AUFGABEN:
A - Schreiben Sie aus dem Auszug über das Henze-Symposium die Passage ab, die bei „Einige Tage später“ beginnt und bei „Septembertage 2001 integrierte.“ endet.
B - Wo fand laut dem Auszug über das Henze-Symposium das Treffen im Mai 2000 statt?

VORLIEGENDER AUSZUG:
Die Idee zu diesem Symposium stammt von Hans Werner Henze selbst. Wir trafen uns im Mai 2000 anlässlich der Münchener Biennale in seinem Zimmer im Hotel «Vier Jahreszeiten» und sprachen den ganzen Nachmittag und Abend miteinander, schließlich bestellte Henze ein Abendessen aufs Zimmer, das ich hungrig verschlang, während er seine Portion kaum anrührte und bloß ein paar Gläser Wein trank. Über das Symposiumsprojekt war schnell zu Ende gesprochen, Henze überließ mir die Skizzierung der Themen und die Wahl der Referenten, bat nur darum, die Hamburger Henze-Experten um Peter Petersen nicht heranzuziehen, weil er diese mit einer separaten Parallel-Aktivität beschäftigt wusste. Der größte Teil des Treffens verging damit, dass mir Henze ausführlich und mit großem Behagen den Inhalt seiner neuen Oper L’Upupa und der Triumph der Sohnesliebe erzählte. Die Farbigkeit dieser Erzählung imaginierte eine Dimension, die mir zwar bei dieser Gelegenheit noch nicht evident werden konnte, aber doch erahnbar: die Musikalisierung dieser Geschichte, ihre Klangsphäre, in und mit der Henze unmittelbar lebte, was der Mitteilung in Worten Lust und Dringlichkeit gab, fast so, als sei sie vom weiter bohrenden Komponierimpuls selbst angestachelt.
Einige Tage später sprach ich mit Wolfgang Hocks, dem Chef der Alten Oper Frankfurt, der dem Symposiumsvorhaben sofort zustimmte und es in die sowieso zur Feier des 75. Geburtstags von Hans Werner Henze anberaumte Veranstaltungsreihe der Septembertage 2001 integrierte.
Natürlich wollen wir hier nicht den Weihrauchkessel schwingen. Henze ist eine komplexe, mannigfache Widersprüche verkörpernde, auch zu Widersprüchen herausfordernde Erscheinung. Ein aus unterschiedlicher Perspektive gewiss kontrovers zu beurteilender Disskussionspunkt wird Henzes Verhältnis zur Avantgarde sein; wir werden darüber mehr erfahren namentlich in den Beiträgen von Reinhard Kager und Jürg Stenzl. Ein für Henze zumindest eine Zeitlang zentrales Motiv war das der «politischen Ästhetik». Gerhard R. Koch wird es ausdrücklich beleuchten und es klingt auch bei Jan Müller-Wieland an, dessen Vortragsformulierung nicht von ungefähr Die Ästhetik des Widerstands von Peter Weiss assoziiert. Henze ist vielleicht auch deshalb ein Zeitgemäßer, weil er seine Produktivität gewissermaßen weltkulturell verortet, also nicht mehr als Exponent einer Nationalkultur, vielleicht nicht einmal ganz mehr als Eurozentrist anzusehen ist – eine Erwägung, die Max Nyffeler vertiefen wird. Siegfried Mauser setzt seinen Akzent auf das Stichwort «musica impura» und damit auf einen Aspekt, der gewissermaßen als Henzes Avantgarde-Überholung und seine avant la lettre «postmoderne» Haltung gelten könnte. Postmoderne könnte schließlich auch für das Podiumsgespräch einiger Erörterung wert sein, Postmoderne, das Reich der Freiheit, das die Normen, Zwänge und Abschaffungen der Moderne im «Anything goes» aufhebt. Postmoderne freilich auch als eine fahle und sinnleere Jetztzeit, in der das Komponieren überhaupt obsolet und überflüssig zu werden scheint. Jedenfalls von solchen Anfechtungen der Dreißigjährigen ist Henze wohl nicht berührt; auch er gehört noch zu den Künstlern eines im gesamtgesellschaftlichen Maßstab «goldenen Zeitalters». Henze, ein Letzter unter den Großkomponisten? Im Laufe der Zeit wird sich klären, ob nach uns nichts Nennenswertes mehr kommt.

VORLIEGENDE EINTRÄGE:
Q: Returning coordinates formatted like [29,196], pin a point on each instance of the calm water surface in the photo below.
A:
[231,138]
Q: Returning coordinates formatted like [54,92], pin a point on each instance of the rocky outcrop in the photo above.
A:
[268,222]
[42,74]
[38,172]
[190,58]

LÖSUNGEN:
A -
Einige Tage später sprach ich mit Wolfgang Hocks, dem Chef der Alten Oper Frankfurt, der dem Symposiumsvorhaben sofort zustimmte und es in die sowieso zur Feier des 75. Geburtstags von Hans Werner Henze anberaumte Veranstaltungsreihe der Septembertage 2001 integrierte.

B - Das Treffen fand anlässlich der Münchener Biennale in Henzes Zimmer im Hotel «Vier Jahreszeiten» statt.